# [EXERCISE BRIEF]
If a line in the entries below contains "white", copy it.

# [INPUT RECORDS]
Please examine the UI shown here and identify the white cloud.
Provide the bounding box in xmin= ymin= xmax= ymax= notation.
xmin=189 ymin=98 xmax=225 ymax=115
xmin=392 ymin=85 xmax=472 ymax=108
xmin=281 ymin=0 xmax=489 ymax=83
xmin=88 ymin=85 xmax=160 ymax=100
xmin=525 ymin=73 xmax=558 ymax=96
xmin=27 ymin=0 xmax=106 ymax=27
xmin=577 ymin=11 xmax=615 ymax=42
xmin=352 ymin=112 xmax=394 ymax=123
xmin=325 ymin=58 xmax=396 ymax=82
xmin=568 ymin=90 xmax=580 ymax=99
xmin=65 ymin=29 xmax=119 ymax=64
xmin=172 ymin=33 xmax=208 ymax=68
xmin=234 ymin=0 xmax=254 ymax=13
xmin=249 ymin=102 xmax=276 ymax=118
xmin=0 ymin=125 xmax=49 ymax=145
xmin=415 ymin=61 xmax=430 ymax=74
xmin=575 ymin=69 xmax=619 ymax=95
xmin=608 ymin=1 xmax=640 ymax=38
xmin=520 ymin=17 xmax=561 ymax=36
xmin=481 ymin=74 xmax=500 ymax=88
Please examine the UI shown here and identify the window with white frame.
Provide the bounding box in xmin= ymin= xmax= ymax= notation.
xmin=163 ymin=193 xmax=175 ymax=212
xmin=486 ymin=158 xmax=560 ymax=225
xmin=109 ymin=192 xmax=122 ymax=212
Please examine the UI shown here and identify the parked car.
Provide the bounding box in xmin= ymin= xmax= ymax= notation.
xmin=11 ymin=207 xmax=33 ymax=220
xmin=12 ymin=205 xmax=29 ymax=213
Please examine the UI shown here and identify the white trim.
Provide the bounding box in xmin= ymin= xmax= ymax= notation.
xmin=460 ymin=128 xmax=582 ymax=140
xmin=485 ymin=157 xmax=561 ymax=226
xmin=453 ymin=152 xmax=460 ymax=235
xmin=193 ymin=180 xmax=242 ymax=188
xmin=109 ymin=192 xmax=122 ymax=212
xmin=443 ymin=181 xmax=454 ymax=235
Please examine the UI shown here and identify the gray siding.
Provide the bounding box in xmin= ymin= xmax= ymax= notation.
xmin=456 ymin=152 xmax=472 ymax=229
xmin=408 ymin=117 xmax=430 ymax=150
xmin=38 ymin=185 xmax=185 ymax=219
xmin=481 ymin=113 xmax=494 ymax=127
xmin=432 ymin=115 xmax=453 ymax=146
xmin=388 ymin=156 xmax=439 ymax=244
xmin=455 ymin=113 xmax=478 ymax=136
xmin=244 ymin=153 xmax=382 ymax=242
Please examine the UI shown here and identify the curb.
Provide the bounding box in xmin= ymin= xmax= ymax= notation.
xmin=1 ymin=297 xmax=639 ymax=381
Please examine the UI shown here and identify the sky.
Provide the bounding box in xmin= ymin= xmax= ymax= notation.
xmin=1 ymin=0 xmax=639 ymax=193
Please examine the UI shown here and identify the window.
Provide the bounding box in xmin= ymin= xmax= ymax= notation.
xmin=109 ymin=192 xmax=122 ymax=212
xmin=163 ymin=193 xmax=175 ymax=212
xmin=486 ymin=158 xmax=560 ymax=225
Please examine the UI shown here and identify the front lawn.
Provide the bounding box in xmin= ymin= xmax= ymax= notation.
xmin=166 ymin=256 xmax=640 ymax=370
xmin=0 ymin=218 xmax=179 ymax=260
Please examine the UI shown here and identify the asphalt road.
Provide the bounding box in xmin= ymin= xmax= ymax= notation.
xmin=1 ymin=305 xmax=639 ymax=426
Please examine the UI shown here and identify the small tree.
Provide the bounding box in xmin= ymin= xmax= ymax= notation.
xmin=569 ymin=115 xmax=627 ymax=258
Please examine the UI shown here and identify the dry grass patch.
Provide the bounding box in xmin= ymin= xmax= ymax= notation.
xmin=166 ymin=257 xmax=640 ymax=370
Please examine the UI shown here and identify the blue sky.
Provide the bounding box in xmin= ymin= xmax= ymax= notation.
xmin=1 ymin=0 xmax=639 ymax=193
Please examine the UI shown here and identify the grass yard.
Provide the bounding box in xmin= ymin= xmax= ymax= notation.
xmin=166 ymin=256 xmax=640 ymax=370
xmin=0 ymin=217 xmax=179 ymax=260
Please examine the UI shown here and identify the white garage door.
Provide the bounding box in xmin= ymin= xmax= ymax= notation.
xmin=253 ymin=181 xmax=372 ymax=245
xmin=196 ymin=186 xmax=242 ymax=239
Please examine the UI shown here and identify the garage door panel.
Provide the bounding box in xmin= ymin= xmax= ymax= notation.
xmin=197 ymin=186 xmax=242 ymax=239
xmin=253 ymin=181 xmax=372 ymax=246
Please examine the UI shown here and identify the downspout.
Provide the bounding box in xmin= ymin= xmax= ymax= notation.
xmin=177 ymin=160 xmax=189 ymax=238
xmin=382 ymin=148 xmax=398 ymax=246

# [COMPLETED TASK]
Please examine the UI shown here and identify the white cloud.
Please examine the UI shown here and identify the window with white frame.
Please examine the UI shown here and identify the white trim.
Please examine the UI shown here and identify the white garage door.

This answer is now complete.